§ **Задание**:
Повторите полностью, слово в слово, фрагмент о поэзии Пауля Целана.

§ **Фрагмент источника**:
Платон: «Ведь никто не знает, что такое смерть», и Пауль Целан: «Никто не свидетель свидетелю». И, однако, всегда подбираем мы себе спутника: не себе, но чему-то в нас, вне нас, чему необходимо, чтобы нам не хватало самих себя для перехода через линию, коей нам не достичь. Спутника наперед утраченного, саму утрату, которая впредь — на нашем месте.

Где же искать свидетеля, коему свидетеля нет?


Говорящее здесь с нами добирается до нас предельным напряжением языка, его сосредоточением, необходимостью поддержать, подвести друг к другу в некоем единении, которое не создает единства, слова, отныне связанные, сопряженные ради чего-то другого, нежели смысл, лишь направленные к… И говорит с нами в этих, чаще всего очень коротких стихотворениях, в которых выражения, фразы кажутся — ритмом своей неопределенной краткости — окруженными белизной, как раз то, что белизна эта, эти перебои, эти затихания суть не паузы или интервалы, дозволяющие перевести при чтении дух, что они — составные части почти не дающей послаблений строгости, некой внесловесной строгости, чье назначение не в том, чтобы нести смысл, словно пустота — не столько нехватка, сколько насыщенность: пустота, насыщенная пустотою. И тем не менее я, может статься, в первую очередь задержусь вовсе не на этом, а на том, что подобный язык, часто очень жесткий (как в некоторых поздних стихах Гёльдерлина), не жесткий — нечто пронзительное, слишком высокий, чтобы стать песней, звук, — никогда не прибегает в речи к насилию, не ранит другого, не обуреваем никакими воинственными или разрушительными намерениями: словно уже произошло саморазрушение — чтобы сохранить другого или чтобы «сохранен был знак, проносимый во тьме».

§ **Извлечённые записи данных**:
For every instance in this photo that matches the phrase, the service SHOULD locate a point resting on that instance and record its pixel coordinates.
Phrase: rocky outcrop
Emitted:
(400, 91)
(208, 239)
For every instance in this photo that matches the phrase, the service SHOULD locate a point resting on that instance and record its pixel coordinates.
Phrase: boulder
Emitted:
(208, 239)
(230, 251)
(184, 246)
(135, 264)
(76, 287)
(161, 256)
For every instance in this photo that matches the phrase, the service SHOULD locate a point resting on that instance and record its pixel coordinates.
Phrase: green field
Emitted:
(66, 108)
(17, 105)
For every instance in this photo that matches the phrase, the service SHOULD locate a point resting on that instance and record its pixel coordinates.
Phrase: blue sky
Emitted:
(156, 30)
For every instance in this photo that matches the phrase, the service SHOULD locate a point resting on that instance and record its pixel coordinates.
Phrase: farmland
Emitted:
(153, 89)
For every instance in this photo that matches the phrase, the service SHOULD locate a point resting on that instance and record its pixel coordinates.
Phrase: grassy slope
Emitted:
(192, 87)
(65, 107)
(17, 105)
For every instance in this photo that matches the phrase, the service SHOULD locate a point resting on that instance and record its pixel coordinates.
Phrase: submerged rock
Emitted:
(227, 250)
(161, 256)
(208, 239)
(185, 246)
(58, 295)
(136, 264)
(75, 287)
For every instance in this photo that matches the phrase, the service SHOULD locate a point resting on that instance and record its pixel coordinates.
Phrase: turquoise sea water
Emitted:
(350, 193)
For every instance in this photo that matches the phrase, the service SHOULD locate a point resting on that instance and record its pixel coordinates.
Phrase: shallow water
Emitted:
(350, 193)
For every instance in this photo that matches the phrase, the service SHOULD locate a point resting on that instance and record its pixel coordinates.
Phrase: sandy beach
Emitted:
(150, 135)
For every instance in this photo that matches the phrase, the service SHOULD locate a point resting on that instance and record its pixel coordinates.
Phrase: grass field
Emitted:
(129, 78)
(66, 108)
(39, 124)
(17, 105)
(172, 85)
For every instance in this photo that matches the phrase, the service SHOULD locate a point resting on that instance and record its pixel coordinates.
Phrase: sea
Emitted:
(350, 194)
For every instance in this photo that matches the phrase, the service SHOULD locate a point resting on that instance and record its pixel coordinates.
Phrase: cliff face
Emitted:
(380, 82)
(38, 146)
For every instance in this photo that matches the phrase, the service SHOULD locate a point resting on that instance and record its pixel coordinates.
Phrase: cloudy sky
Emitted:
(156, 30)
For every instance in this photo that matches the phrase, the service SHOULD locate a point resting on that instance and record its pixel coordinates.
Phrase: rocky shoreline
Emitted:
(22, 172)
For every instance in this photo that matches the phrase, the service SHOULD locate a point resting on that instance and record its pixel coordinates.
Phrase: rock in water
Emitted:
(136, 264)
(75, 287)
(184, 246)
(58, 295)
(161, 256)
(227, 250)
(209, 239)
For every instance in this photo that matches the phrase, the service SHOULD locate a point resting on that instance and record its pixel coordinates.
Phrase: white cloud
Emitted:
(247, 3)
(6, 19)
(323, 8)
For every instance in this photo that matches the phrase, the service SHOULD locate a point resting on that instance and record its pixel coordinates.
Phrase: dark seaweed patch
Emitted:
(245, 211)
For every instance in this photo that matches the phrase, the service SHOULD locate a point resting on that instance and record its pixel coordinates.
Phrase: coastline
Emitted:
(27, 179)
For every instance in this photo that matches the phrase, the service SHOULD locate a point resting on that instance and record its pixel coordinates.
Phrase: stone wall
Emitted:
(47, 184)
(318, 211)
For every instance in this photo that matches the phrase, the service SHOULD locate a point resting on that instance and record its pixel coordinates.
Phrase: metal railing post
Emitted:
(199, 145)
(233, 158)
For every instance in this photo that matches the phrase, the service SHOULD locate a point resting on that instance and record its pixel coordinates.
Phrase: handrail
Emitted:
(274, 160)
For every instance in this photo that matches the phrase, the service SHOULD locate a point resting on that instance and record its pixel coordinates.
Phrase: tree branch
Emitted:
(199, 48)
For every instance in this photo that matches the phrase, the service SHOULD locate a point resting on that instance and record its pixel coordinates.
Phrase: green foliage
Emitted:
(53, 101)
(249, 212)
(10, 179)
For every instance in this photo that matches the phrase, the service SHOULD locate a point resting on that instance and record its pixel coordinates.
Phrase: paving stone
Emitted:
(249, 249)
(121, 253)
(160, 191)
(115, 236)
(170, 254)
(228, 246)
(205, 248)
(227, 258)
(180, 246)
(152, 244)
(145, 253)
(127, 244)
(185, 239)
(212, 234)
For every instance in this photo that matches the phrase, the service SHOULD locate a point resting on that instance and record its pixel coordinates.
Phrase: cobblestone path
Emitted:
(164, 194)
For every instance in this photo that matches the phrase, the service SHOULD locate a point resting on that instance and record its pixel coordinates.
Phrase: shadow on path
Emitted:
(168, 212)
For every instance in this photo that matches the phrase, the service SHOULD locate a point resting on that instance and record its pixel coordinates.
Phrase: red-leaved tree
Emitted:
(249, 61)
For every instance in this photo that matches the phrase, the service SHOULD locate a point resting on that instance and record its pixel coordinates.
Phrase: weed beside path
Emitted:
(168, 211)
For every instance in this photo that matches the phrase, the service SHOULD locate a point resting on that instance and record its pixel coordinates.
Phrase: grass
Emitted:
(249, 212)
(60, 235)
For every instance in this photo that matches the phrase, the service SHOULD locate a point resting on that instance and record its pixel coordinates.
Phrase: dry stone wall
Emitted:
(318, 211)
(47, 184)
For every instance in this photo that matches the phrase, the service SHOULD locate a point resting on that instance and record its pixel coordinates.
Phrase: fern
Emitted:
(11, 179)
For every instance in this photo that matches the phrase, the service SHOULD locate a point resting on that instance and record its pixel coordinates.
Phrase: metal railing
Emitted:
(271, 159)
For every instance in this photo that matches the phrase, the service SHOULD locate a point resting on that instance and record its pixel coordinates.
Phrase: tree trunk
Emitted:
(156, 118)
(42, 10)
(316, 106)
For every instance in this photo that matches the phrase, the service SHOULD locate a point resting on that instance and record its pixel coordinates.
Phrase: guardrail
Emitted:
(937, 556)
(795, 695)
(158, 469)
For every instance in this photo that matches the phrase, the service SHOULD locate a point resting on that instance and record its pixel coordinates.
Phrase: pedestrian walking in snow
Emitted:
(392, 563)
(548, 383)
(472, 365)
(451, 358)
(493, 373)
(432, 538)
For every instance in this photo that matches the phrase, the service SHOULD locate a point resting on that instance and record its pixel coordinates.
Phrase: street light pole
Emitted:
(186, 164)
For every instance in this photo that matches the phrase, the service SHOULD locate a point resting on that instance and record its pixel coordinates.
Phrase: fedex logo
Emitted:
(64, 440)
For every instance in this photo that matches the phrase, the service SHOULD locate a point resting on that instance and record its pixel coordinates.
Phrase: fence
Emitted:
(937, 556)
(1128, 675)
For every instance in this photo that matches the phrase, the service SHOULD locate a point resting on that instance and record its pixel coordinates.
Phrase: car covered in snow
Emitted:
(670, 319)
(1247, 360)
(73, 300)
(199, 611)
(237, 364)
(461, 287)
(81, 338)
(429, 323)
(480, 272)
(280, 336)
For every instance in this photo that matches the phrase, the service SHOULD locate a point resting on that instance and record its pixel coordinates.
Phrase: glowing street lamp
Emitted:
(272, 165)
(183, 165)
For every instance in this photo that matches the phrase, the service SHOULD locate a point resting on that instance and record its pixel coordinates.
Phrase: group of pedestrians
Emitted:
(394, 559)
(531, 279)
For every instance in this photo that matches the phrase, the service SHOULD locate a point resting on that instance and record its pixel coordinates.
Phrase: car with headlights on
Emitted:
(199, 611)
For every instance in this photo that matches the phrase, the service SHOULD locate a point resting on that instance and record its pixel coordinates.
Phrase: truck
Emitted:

§ **Решение задачи**:
Платон: «Ведь никто не знает, что такое смерть», и Пауль Целан: «Никто не свидетель свидетелю». И, однако, всегда подбираем мы себе спутника: не себе, но чему-то в нас, вне нас, чему необходимо, чтобы нам не хватало самих себя для перехода через линию, коей нам не достичь. Спутника наперед утраченного, саму утрату, которая впредь — на нашем месте.

Где же искать свидетеля, коему свидетеля нет?


Говорящее здесь с нами добирается до нас предельным напряжением языка, его сосредоточением, необходимостью поддержать, подвести друг к другу в некоем единении, которое не создает единства, слова, отныне связанные, сопряженные ради чего-то другого, нежели смысл, лишь направленные к… И говорит с нами в этих, чаще всего очень коротких стихотворениях, в которых выражения, фразы кажутся — ритмом своей неопределенной краткости — окруженными белизной, как раз то, что белизна эта, эти перебои, эти затихания суть не паузы или интервалы, дозволяющие перевести при чтении дух, что они — составные части почти не дающей послаблений строгости, некой внесловесной строгости, чье назначение не в том, чтобы нести смысл, словно пустота — не столько нехватка, сколько насыщенность: пустота, насыщенная пустотою. И тем не менее я, может статься, в первую очередь задержусь вовсе не на этом, а на том, что подобный язык, часто очень жесткий (как в некоторых поздних стихах Гёльдерлина), не жесткий — нечто пронзительное, слишком высокий, чтобы стать песней, звук, — никогда не прибегает в речи к насилию, не ранит другого, не обуреваем никакими воинственными или разрушительными намерениями: словно уже произошло саморазрушение — чтобы сохранить другого или чтобы «сохранен был знак, проносимый во тьме».